> _Written request_: Display every line in the rows below that contains the string "wall", copying each one in full.

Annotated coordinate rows
[BEGIN]

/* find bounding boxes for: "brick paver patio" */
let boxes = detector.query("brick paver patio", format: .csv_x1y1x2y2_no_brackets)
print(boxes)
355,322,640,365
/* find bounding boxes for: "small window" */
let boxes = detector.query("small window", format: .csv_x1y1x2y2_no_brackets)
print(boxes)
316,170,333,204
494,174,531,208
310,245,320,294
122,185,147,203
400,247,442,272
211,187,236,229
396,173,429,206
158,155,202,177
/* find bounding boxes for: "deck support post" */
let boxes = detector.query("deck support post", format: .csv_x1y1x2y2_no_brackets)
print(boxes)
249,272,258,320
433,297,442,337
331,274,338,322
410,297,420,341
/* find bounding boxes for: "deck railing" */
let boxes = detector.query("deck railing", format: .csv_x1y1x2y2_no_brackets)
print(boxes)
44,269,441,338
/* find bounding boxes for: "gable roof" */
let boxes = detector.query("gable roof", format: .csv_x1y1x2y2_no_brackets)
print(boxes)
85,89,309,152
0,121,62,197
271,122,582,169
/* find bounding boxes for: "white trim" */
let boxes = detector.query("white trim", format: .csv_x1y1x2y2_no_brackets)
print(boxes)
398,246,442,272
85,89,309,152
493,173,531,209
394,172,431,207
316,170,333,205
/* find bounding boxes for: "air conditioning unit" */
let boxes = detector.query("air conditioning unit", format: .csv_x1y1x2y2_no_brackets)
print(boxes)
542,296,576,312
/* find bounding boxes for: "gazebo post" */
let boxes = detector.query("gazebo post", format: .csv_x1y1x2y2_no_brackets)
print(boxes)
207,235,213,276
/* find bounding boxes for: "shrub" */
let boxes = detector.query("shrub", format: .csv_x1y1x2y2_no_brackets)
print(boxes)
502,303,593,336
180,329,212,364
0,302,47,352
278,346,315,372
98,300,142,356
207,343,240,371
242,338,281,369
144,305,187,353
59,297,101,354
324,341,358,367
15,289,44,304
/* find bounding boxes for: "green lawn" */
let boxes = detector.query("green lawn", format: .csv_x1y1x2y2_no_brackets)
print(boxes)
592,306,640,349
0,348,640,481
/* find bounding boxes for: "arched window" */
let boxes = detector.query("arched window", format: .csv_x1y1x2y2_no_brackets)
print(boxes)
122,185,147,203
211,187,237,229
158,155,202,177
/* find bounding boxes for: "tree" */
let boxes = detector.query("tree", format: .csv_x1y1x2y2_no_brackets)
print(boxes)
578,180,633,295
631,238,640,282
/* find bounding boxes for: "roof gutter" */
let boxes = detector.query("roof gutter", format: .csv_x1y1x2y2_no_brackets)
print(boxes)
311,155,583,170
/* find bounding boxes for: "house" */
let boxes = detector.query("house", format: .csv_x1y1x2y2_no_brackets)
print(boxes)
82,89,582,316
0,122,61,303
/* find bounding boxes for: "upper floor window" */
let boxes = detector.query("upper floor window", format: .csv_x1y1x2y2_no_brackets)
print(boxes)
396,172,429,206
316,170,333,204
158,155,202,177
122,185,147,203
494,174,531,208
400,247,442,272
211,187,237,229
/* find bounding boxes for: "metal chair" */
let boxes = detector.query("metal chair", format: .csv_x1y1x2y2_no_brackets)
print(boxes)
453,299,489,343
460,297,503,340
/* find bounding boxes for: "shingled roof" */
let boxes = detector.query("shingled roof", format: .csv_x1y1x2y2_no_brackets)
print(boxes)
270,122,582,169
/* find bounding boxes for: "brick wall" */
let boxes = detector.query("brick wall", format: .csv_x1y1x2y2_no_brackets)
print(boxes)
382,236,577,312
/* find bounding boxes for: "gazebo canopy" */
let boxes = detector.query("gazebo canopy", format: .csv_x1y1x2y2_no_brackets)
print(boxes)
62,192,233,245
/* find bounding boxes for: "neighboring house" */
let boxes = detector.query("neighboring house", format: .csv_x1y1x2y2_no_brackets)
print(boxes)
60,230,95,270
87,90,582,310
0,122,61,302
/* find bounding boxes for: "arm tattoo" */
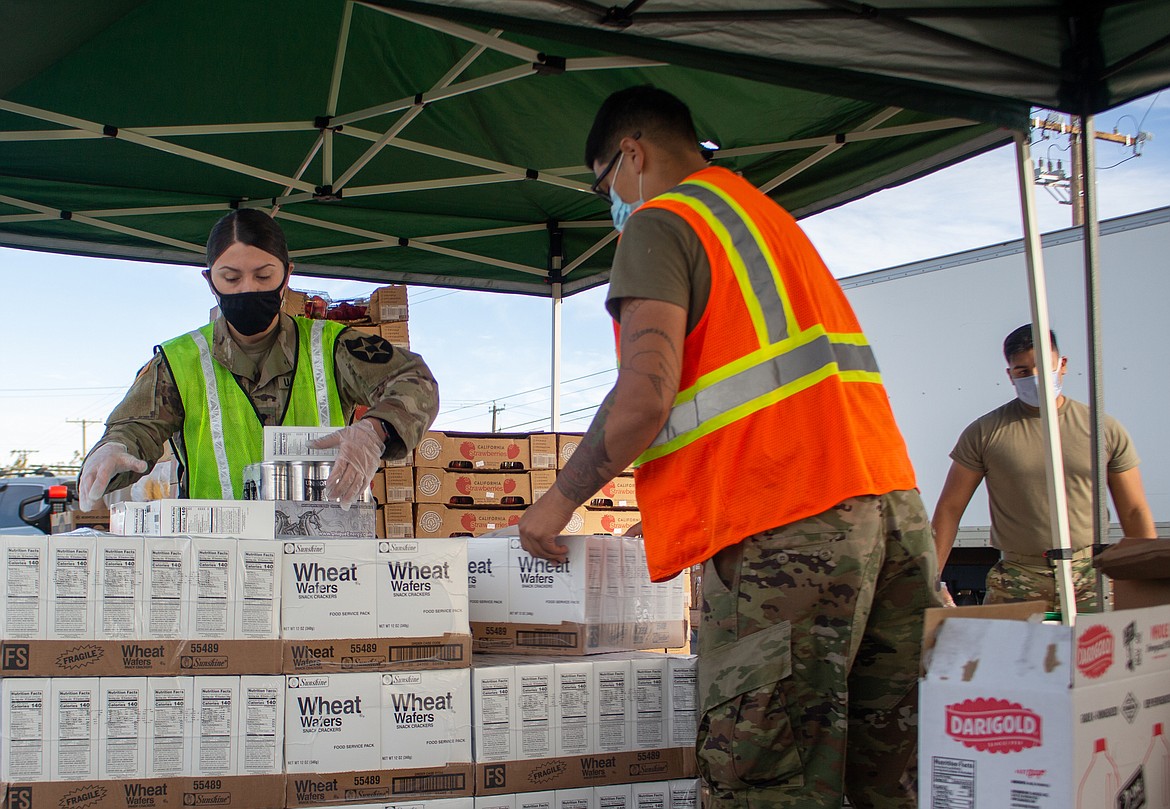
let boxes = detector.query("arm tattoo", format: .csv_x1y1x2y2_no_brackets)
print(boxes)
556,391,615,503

[END]

> _Written solution_:
/* find bounding boxes for: "brick wall" */
let boxes = detector.query("brick wall", format: .csv_x1y1x2y2_no_brackets)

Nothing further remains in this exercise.